→ QUOTED TEXT
Resolution 3 is proposed as an Ordinary Resolution, and invites shareholders to approve the Policy Report which also forms part of the Remuneration Report in the Company's Annual Report and Accounts for the year ended 31 March 2016. If approved by shareholders at the 2016 AGM, and assuming that it remains an appropriate policy meeting the needs of the business, the Policy Report will be put to shareholders for approval again at the 2019 AGM. All remuneration or loss of office payments by the Company to the current or prospective Directors and any former Directors must be made in accordance with the Policy Report (unless a payment has been separately approved by a shareholder resolution).
A final dividend can be paid only after it has been approved by shareholders. A final dividend of 62.5 pence per Ordinary Share is recommended by the Directors for payment in cash on 23 September 2016 to shareholders on the Register of Members as at close of business on 22 July 2016, but excluding such of the shareholders in respect of whom a valid election to participate in the Company's Scrip Dividend Scheme shall have been received by the Company by 4.30pm on 26 August 2016. Shareholders for whom valid elections have been received by 4.30pm on 26 August 2016 will receive the final dividend in the form of new Ordinary Shares in the Company. Full details of the Company's Scrip Dividend Scheme are available from the Company's website, www.sse.com.
In accordance with The UK Corporate Governance Code, all Directors of FTSE 350 companies should be subject to election or re-election by their shareholders every year. The Company continues this practice for this year's AGM. Separate resolutions are proposed for each Directors appointment or re-appointment.
The Board, its Committees and the individual Directors participate in an annual performance evaluation. Further details of the performance evaluation process are set out on pages 76 and 77 of the 2016 Annual Report. The performance evaluation process confirmed the continuing independent and objective judgement of all the non-Executive Directors. The process also confirmed that the performance of all the current Directors standing for re-appointment continued to be effective and that they continue to demonstrate commitment in their respective roles. The Board recommends to shareholders the proposed re-appointment of all Directors set out in Resolutions 5 to 13. Full biographical details of each Director are set out on pages 6 and 7 of this Notice of Meeting. The Executive Directors' service contracts and non-Executive Directors' letters of appointment are available for inspection as specified in Note 13 on page 12 of this Notice of Meeting.
The Company is required to appoint an Auditor at each general meeting at which accounts are laid before the Company, to hold office until the conclusion of the next such meeting. This resolution, on the Audit Committee's recommendation, proposes the re-appointment of KPMG LLP as Auditor of the Company.
This resolution authorises the Audit Committee, in accordance with standard practice, to agree the remuneration of the Auditor.
This resolution gives the Directors authority to allot shares, or grant rights over shares, limited to an aggregate nominal amount equal to £167,932,802.50 (representing 335,865,605 Ordinary Shares of 50 pence each excluding treasury shares) which, as at 17 May 2016, being the latest practicable date prior to the publication of this Notice, represented one third of the issued share capital of the Company.

→ EXERCISE PROMPT
Answer these questions from the AGM notice above:
1. What final dividend per Ordinary Share do the Directors recommend?
2. Which firm is proposed for re-appointment as Auditor of the Company?
3. At which AGM will the Policy Report be put to shareholders for approval again?

→ SUPPLIED RECORDS
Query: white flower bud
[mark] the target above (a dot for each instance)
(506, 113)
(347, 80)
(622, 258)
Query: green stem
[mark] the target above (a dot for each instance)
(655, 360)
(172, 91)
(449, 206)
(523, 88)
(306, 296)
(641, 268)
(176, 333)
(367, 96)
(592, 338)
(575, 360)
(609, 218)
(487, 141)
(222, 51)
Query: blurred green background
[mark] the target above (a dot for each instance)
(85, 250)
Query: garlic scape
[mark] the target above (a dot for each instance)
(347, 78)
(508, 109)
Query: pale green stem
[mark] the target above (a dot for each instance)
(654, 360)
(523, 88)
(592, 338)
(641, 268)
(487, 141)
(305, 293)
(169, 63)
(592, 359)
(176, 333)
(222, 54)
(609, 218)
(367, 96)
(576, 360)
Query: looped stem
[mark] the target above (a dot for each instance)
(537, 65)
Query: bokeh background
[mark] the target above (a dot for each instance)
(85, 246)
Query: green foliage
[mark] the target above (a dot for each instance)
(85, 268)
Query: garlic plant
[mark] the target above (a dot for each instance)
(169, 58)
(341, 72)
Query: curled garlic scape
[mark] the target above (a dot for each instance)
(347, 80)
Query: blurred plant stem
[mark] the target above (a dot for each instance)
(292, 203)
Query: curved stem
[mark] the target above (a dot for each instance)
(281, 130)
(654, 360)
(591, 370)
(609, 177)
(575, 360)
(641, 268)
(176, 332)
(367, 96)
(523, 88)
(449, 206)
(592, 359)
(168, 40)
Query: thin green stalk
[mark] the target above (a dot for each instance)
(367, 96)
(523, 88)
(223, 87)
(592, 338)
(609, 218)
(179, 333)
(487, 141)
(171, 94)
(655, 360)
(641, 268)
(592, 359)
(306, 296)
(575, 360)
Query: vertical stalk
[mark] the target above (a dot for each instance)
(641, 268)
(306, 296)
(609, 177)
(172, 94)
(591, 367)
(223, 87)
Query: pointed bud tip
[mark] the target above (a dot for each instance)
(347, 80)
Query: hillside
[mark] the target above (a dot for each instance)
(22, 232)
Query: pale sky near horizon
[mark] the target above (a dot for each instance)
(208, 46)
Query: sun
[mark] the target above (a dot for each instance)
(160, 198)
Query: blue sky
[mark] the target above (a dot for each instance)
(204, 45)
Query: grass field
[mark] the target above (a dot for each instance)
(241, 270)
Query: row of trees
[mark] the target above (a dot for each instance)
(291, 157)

→ EXERCISE SOLUTION
1. 62.5 pence
2. KPMG LLP
3. The 2019 AGM